►

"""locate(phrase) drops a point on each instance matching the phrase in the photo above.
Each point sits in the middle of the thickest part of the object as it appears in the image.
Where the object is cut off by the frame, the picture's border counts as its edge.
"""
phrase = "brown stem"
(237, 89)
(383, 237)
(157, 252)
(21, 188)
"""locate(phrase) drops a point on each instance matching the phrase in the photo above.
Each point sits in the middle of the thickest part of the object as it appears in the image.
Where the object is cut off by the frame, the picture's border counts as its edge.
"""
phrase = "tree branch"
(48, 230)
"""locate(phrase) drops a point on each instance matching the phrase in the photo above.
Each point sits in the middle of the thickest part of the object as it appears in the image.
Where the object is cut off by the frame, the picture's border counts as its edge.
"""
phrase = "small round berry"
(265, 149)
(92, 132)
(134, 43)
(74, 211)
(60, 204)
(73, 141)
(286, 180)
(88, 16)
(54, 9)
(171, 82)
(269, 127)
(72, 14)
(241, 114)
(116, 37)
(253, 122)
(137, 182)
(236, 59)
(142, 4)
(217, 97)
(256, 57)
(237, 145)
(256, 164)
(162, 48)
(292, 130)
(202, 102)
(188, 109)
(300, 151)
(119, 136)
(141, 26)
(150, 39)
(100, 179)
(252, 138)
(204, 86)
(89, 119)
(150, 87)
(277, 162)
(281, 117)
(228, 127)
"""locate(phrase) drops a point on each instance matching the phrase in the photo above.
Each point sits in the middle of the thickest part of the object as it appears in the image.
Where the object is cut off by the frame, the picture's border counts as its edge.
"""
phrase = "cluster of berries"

◄

Your instructions
All the data must be duplicated exactly, with nothing added or removed.

Problem solution
"""locate(phrase) drops a point on each instance matching the phrase in the photo above.
Each point sits in the middle of the thickest part of the object as it appears in the image.
Where the object is cut off by the frame, the picture's border counts as its edge.
"""
phrase = "brown stem"
(237, 89)
(383, 237)
(157, 252)
(21, 188)
"""locate(phrase) drops a point on each instance matching the phrase in the photo above.
Each point sits in the middle of the thickest part of the object as it appears in the image.
Where the object is cut off by the frame, the picture's border counts as its edge.
"""
phrase = "tree branch"
(48, 230)
"""locate(phrase) drops a point on each instance matching the phrase in the photo above.
Each point sits in the middle of the thickest part of the object as it appears in the image.
Where the object is cut off by the frame, the picture's border counts as its edge.
"""
phrase = "small round berry"
(265, 149)
(92, 132)
(134, 43)
(74, 211)
(60, 204)
(73, 141)
(286, 180)
(88, 16)
(54, 9)
(171, 82)
(269, 127)
(72, 14)
(241, 114)
(116, 37)
(253, 122)
(137, 182)
(236, 59)
(142, 4)
(217, 97)
(256, 57)
(237, 145)
(256, 164)
(162, 48)
(292, 130)
(202, 102)
(188, 109)
(300, 151)
(119, 136)
(141, 26)
(150, 39)
(100, 179)
(252, 138)
(204, 86)
(89, 119)
(150, 87)
(277, 162)
(281, 117)
(228, 127)
"""locate(phrase) drops a point on each instance matching the phrase in the photo above.
Each point sits in the middle of the thickest part of the object as it appears in the image.
Where the object is cut off by the frame, the picture's border counts as its edge.
"""
phrase = "cluster of berries"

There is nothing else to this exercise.